> [PROVIDED RECORDS]
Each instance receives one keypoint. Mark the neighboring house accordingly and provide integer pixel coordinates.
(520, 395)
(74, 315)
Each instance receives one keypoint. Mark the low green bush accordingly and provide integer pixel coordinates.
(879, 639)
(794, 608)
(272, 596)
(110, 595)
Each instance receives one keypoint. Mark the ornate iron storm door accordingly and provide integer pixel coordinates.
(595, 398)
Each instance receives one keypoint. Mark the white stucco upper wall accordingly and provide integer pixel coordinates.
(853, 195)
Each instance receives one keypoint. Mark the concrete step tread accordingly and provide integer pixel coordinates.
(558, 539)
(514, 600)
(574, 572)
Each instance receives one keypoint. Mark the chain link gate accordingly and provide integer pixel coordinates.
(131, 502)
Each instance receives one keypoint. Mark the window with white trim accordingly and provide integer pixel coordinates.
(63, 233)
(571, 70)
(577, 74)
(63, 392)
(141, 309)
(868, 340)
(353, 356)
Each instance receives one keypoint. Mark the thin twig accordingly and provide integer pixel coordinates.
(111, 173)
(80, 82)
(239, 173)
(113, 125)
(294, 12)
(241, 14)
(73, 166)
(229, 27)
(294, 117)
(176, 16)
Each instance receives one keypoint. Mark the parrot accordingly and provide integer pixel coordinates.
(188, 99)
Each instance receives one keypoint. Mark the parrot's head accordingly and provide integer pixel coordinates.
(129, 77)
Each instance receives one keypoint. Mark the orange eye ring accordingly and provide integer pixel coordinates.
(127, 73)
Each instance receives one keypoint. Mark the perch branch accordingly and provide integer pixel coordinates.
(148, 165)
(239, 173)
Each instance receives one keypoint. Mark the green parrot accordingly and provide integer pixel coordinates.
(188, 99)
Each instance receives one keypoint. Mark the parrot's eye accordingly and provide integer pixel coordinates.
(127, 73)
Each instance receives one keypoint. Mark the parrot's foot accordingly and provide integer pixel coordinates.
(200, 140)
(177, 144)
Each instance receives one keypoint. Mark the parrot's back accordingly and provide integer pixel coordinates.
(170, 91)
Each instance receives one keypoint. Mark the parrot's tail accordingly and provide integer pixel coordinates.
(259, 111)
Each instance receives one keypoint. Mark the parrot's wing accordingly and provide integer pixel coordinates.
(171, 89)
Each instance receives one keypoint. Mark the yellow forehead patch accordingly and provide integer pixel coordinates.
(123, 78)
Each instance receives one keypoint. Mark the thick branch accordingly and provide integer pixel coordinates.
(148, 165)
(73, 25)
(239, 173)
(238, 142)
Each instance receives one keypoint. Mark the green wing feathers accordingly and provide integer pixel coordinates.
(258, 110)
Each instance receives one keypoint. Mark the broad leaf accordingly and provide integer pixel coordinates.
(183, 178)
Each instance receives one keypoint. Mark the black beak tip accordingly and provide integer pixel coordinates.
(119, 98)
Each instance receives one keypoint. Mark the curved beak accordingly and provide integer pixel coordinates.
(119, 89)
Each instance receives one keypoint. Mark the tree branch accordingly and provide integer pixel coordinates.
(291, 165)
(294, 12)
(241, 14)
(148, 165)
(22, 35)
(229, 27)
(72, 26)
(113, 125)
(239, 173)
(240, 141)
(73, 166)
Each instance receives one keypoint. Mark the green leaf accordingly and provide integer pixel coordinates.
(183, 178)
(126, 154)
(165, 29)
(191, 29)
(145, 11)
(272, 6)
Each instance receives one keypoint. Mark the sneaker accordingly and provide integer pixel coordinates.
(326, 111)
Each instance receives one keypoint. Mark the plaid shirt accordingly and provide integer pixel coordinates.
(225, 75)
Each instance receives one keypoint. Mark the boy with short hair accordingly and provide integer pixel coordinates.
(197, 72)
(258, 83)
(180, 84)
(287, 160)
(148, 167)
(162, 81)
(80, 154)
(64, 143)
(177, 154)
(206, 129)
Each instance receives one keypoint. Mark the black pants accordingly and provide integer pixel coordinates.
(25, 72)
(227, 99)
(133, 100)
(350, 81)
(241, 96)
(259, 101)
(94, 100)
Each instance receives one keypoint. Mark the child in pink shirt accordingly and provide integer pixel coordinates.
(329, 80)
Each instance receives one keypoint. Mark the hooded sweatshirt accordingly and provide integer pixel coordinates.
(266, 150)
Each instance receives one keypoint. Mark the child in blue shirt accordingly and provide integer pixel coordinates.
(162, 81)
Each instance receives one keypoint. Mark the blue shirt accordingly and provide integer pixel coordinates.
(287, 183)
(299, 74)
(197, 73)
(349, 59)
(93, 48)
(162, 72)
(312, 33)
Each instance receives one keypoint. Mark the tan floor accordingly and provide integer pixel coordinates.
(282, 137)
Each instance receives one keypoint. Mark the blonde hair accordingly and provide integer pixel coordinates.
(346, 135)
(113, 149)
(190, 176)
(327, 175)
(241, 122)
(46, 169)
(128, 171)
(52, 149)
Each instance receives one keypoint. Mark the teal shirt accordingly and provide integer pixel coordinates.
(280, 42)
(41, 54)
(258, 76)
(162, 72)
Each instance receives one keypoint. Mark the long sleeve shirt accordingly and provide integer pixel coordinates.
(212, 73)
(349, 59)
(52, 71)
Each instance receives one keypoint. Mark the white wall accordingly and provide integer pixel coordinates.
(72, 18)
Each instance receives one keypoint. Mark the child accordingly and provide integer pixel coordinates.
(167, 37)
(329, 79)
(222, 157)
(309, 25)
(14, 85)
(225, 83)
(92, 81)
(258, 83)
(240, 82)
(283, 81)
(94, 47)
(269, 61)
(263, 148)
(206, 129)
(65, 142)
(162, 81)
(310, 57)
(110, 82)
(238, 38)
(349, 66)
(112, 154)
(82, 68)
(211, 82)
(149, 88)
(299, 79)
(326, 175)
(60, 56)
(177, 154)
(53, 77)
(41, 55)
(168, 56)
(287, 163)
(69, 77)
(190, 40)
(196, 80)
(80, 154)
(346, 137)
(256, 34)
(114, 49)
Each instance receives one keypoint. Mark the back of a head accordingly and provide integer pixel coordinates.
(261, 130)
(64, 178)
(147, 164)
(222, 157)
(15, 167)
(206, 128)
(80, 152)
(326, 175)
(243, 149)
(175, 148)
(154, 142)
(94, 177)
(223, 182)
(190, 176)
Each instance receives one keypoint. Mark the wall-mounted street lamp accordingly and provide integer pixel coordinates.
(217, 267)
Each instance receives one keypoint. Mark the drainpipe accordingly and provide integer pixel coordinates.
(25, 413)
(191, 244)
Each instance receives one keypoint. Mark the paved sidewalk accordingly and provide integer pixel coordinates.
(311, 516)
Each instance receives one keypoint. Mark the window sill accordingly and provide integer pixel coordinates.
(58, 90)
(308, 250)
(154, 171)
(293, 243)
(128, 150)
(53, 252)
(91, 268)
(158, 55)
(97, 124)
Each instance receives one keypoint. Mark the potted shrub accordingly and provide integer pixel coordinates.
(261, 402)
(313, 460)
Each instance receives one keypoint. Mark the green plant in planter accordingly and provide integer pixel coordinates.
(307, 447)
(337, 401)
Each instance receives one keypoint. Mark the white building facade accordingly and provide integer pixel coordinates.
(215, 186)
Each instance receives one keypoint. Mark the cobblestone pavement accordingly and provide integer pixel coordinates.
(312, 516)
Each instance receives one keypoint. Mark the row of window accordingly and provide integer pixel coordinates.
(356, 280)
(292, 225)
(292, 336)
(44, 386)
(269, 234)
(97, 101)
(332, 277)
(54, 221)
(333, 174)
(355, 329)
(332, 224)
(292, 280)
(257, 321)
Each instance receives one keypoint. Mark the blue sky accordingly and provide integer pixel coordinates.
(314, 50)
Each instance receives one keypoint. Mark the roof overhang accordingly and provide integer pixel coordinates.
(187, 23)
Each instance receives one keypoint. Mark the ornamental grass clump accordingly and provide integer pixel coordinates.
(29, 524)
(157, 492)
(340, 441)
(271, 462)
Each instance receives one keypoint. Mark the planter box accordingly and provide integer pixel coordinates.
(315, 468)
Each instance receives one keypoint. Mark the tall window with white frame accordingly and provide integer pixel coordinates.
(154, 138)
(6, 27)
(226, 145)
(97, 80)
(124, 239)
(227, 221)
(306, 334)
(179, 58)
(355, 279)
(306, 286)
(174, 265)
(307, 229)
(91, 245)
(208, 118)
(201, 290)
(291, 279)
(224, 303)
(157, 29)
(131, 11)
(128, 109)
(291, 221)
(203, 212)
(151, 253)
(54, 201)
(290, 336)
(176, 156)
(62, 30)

> [STATED GOAL] Give back, unchanged, every line from the one with "Each instance receives one keypoint. Mark the roof" to the end of the entries above.

> [RESPONSE]
Each instance receives one keypoint. Mark the roof overhang accordingly and provide integer pixel coordinates.
(187, 23)
Each instance receives one keypoint. Mark the ornamental grass clump accordingly and provide integer pixel coordinates.
(29, 524)
(157, 492)
(340, 441)
(271, 462)
Each instance receives one keypoint. Mark the planter box accordingly and provide integer pixel coordinates.
(315, 468)
Each instance receives one keypoint. Mark the tall window with white frame accordingly and provide integer pixel coordinates.
(154, 138)
(6, 27)
(226, 145)
(97, 80)
(124, 239)
(227, 221)
(306, 334)
(179, 58)
(355, 279)
(306, 286)
(174, 265)
(307, 229)
(91, 245)
(208, 118)
(201, 290)
(291, 279)
(224, 303)
(157, 29)
(131, 11)
(128, 109)
(291, 221)
(203, 212)
(151, 253)
(54, 201)
(290, 336)
(176, 156)
(62, 30)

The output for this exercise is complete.